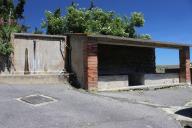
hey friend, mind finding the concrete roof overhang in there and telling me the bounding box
[87,35,192,49]
[14,33,192,49]
[13,33,66,40]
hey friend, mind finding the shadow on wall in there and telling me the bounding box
[24,48,30,74]
[63,38,81,89]
[60,40,65,64]
[0,54,11,73]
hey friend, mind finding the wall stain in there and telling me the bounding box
[24,48,30,74]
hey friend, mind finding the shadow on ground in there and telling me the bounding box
[175,108,192,118]
[175,108,192,128]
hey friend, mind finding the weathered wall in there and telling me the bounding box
[70,35,87,88]
[98,73,179,90]
[98,44,156,75]
[144,73,179,85]
[98,75,129,91]
[166,68,192,84]
[10,34,66,75]
[0,74,67,84]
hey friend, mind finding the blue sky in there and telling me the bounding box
[19,0,192,65]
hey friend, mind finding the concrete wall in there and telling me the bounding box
[98,44,156,75]
[166,68,192,84]
[10,34,66,75]
[70,35,87,88]
[0,74,67,84]
[98,75,129,91]
[144,73,179,85]
[98,73,179,90]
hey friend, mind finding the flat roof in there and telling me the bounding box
[13,33,192,49]
[87,34,192,49]
[13,33,66,40]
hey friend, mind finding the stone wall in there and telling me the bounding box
[98,44,156,75]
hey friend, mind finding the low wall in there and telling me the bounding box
[98,75,129,91]
[144,73,179,85]
[98,73,179,90]
[0,74,67,84]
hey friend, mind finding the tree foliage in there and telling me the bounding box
[0,0,26,56]
[0,25,16,55]
[42,9,66,35]
[0,0,25,20]
[42,1,151,39]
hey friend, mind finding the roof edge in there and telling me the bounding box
[13,33,66,39]
[87,34,192,48]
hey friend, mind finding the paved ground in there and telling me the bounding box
[96,85,192,127]
[96,85,192,107]
[0,84,191,128]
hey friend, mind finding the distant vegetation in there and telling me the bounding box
[42,1,151,40]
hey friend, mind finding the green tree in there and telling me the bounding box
[0,0,25,20]
[0,0,26,56]
[0,25,19,55]
[42,9,67,35]
[65,5,86,33]
[42,1,151,40]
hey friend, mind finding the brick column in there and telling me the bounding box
[84,43,98,91]
[179,47,191,84]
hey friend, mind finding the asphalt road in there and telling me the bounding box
[0,84,184,128]
[97,85,192,107]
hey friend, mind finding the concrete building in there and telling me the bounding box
[0,33,191,91]
[67,34,192,91]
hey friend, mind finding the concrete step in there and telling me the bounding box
[0,74,69,85]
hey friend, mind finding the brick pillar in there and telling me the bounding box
[84,43,98,91]
[179,47,191,84]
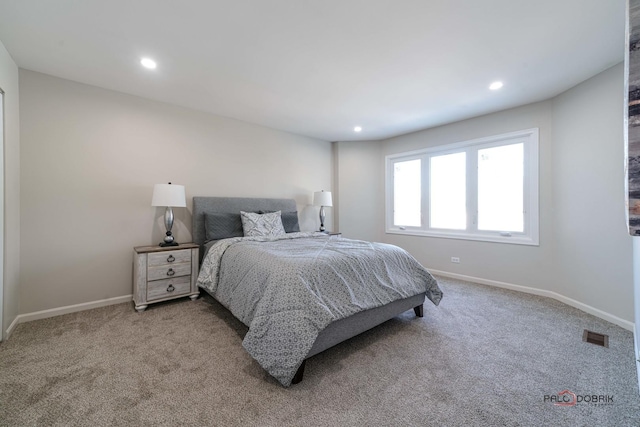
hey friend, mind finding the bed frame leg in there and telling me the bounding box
[292,360,306,384]
[414,304,424,318]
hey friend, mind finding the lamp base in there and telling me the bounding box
[160,229,178,247]
[319,206,326,233]
[159,241,179,247]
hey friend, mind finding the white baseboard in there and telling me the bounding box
[6,295,133,338]
[5,315,20,340]
[4,272,635,339]
[430,269,635,332]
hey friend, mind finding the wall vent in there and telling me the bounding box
[583,330,609,348]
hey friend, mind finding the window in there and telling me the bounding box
[385,128,539,245]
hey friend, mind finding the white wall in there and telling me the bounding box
[551,63,633,321]
[335,140,383,242]
[19,70,332,314]
[338,63,634,324]
[0,39,20,339]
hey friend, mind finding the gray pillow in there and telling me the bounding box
[204,212,244,242]
[281,211,300,233]
[259,210,300,233]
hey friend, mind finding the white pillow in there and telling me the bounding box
[240,210,286,237]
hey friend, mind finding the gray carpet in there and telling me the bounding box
[1,276,639,426]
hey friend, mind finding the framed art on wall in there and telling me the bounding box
[628,0,640,235]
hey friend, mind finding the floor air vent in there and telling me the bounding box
[583,330,609,348]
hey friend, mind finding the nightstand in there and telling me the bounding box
[133,243,200,312]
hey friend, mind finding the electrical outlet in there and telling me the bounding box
[451,257,460,263]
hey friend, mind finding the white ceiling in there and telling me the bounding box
[0,0,626,142]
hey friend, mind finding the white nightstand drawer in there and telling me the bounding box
[148,249,191,267]
[147,276,191,301]
[148,262,191,281]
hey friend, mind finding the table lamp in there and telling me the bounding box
[313,190,333,232]
[152,182,186,246]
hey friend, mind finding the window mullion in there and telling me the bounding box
[467,147,478,233]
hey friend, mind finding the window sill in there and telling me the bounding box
[385,229,539,246]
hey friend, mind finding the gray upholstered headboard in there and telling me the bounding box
[192,196,297,247]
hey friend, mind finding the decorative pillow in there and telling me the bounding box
[281,211,300,233]
[241,210,286,237]
[259,210,300,233]
[204,212,244,242]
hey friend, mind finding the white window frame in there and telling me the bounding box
[385,128,539,246]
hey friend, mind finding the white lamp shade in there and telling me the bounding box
[151,184,186,207]
[313,191,333,207]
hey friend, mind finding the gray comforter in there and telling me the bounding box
[197,232,442,386]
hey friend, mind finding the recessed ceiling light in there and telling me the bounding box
[489,81,503,90]
[140,58,157,69]
[354,126,362,132]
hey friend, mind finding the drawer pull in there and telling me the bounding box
[167,284,175,292]
[166,268,175,276]
[167,255,175,263]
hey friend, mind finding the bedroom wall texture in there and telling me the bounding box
[337,63,633,323]
[18,70,332,315]
[334,140,383,243]
[0,39,20,339]
[550,63,632,322]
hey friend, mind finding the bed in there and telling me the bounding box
[193,196,442,386]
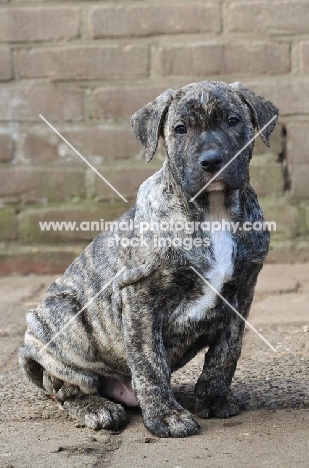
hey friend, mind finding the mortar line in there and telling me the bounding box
[39,267,126,354]
[39,115,128,203]
[190,115,277,202]
[190,266,278,353]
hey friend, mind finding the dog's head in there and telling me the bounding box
[131,81,278,199]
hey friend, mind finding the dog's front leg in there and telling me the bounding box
[195,311,245,419]
[121,283,200,438]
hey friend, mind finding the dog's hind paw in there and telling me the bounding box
[144,408,200,438]
[63,395,128,431]
[195,391,240,419]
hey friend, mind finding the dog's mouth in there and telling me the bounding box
[205,181,225,192]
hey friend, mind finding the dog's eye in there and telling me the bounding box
[174,124,187,134]
[227,117,240,127]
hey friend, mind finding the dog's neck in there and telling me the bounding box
[206,190,230,222]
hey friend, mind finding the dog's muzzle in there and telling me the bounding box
[199,150,224,174]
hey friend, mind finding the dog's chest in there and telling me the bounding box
[173,192,235,325]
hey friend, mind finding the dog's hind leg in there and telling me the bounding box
[62,395,128,431]
[42,370,128,430]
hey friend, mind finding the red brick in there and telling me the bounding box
[21,125,141,162]
[244,79,309,116]
[160,43,290,76]
[226,2,309,34]
[18,46,149,81]
[90,3,220,38]
[0,86,84,122]
[92,86,167,120]
[300,41,309,74]
[0,134,13,162]
[0,47,12,80]
[22,131,60,163]
[94,161,162,200]
[0,246,83,276]
[286,123,309,165]
[0,7,80,42]
[0,167,85,204]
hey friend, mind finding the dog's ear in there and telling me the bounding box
[130,89,175,162]
[230,82,278,147]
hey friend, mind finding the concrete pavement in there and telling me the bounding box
[0,264,308,467]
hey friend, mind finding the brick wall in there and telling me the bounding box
[0,0,309,274]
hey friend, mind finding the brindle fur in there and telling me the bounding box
[20,81,278,437]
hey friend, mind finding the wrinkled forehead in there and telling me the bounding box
[167,81,245,119]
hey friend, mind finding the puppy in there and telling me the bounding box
[20,80,278,437]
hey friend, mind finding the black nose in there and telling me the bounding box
[199,150,224,173]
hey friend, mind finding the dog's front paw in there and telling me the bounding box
[144,408,200,438]
[195,391,240,419]
[63,395,128,431]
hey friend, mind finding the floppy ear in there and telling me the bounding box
[130,89,175,162]
[230,82,279,147]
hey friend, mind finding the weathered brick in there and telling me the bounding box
[21,131,61,163]
[300,41,309,74]
[92,86,167,121]
[18,46,149,80]
[0,47,12,80]
[90,3,220,38]
[250,154,285,197]
[94,161,162,200]
[286,122,309,165]
[0,208,17,241]
[0,246,83,276]
[0,167,85,204]
[21,125,141,162]
[0,134,13,162]
[226,2,309,34]
[304,203,309,234]
[0,86,84,122]
[160,43,290,76]
[18,201,130,244]
[245,79,309,116]
[0,7,80,42]
[289,164,309,199]
[253,123,283,156]
[259,199,299,240]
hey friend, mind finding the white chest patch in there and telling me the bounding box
[174,191,235,325]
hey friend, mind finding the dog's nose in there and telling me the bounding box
[199,150,224,173]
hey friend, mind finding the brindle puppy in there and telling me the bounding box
[20,81,278,437]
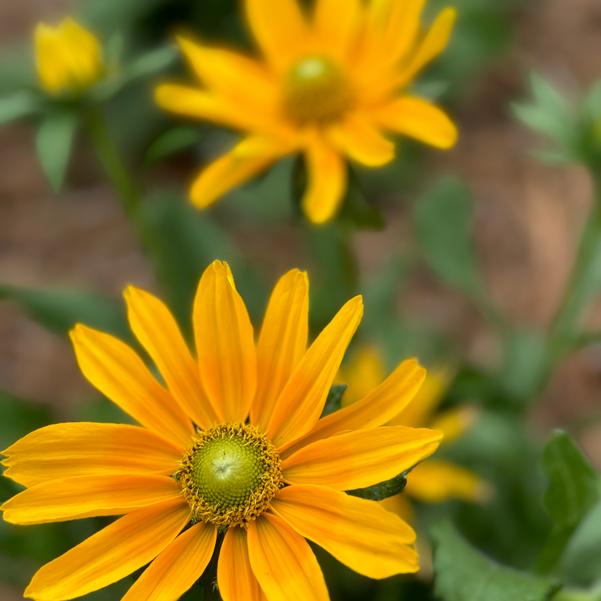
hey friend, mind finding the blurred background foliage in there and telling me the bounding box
[2,0,601,600]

▬▬▬

▶ [EXERCISE GOAL]
Only the lines from the line containing "hey friend, mind finding the white chest" through the last line of the entries above should be reproduced, word for word and without pictures.

▶ [WRITTEN RESPONSE]
hey friend, mind finding the white chest patch in there and telling me the bounding box
[174,191,235,325]
hey friend, mind finding the dog's nose in there and telling me the bounding box
[199,150,224,173]
hey friend, mind finding the brindle puppy in there and telling me the bounding box
[20,81,278,437]
hey friend, mind finding the blurred background foliage in there and telling me the bounding box
[2,0,601,600]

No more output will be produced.